**PASSAGE GIVEN:**
Q1: Can this project only implement the YOLOv3tiny algorithm?
- A: This project implements a generic convolution accelerator on the PL side, which is actually independent of the network. However, the scheduling on the PS side is coupled with YOLOv3tiny and requires designing a scheduler program according to the architecture of the network on the PS side, but I do not recommend modifying it yourself, as it is difficult and I recommend learning by reference.
Q2: Which convolutional neural network operations does this project support?
- A: 1x1 Conv, 3x3 Conv, 2x2 Maxpooling with stride = 1/2, implement any activation function through table lookup, Relu, Tanh, sigmoid, leakyRelu
Q3: Can I port it to my own development board?
- A: Yes. But you need to port it yourself according to the constraints of your camera, display, and board.
Q3: Does the implementation of this accelerator consume a lot of resources?

**WORK REQUIRED:**
Continue the FAQ on the YOLOv3tiny convolution accelerator, starting right after its last line. The records have no connection to the text.

**Dataset entries:**
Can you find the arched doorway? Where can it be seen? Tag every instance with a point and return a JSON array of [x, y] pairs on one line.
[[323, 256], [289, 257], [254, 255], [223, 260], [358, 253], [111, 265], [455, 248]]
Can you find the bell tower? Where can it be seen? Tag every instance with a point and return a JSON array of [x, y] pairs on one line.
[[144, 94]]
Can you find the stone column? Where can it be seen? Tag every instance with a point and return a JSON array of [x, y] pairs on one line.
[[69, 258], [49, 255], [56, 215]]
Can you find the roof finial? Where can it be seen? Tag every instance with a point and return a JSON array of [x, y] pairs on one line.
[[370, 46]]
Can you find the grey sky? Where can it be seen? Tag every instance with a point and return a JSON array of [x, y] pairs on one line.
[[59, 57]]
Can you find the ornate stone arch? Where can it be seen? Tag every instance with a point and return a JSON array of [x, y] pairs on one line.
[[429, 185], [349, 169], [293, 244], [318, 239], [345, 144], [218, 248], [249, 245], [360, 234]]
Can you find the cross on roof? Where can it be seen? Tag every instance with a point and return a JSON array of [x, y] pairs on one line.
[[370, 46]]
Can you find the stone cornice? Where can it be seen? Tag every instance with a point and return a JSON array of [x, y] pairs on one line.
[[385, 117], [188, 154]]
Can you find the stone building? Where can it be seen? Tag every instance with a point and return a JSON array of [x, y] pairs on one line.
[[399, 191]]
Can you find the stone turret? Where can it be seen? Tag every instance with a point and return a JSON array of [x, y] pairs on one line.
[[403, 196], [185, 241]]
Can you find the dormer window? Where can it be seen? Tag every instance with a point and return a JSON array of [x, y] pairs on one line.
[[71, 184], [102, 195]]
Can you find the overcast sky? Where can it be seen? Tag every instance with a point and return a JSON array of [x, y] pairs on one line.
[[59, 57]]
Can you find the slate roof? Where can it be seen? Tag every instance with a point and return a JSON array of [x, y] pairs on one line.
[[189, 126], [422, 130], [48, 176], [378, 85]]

**WRITTEN ANSWER:**
- A: Not really. 24K LUTs, 23K FFs, 40 BRAM36Ks, almost all Xilinx boards have sufficient resources. The only thing is that DSP usage is relatively high. If the DSP48s on the chip are not enough, you can map the multiplier to LUTs yourself.
Q4: Can it run on Artix or Virtex series FPGAs without CPU?
- A: In theory, yes. This accelerator must have a CPU for scheduling. You can try instantiating MicroBlaze or Cortex M1/3 or even Riscv soft cores yourself.
Q5: How do I put the Python-trained weight data into the FPGA?
- A: After preprocessing the weight data to a certain extent, put it on an SD card, call the built-in xilff.h SD card driver library on the PS side, read the binary weight file from the SD card, load it into DDR, and then the PL side accesses the data in DDR through the AXI DMA core for inference calculation.
Q6: What is the architecture of this accelerator?
- A: The design of this accelerator is inspired by the papers: "Angel-Eye A Complete Design Flow for Mapping CNN Onto Embedded FPGA" and "Going Deeper with Embedded FPGA Platform for Convolutional Neural Network".
Q7: Can I use this project as a thesis, competition entry, paper, or other projects?
- A: Not recommended. This project is no longer maintained, and the comments are sparse, and the code style is not particularly standardized. It is only recommended for learning and reference.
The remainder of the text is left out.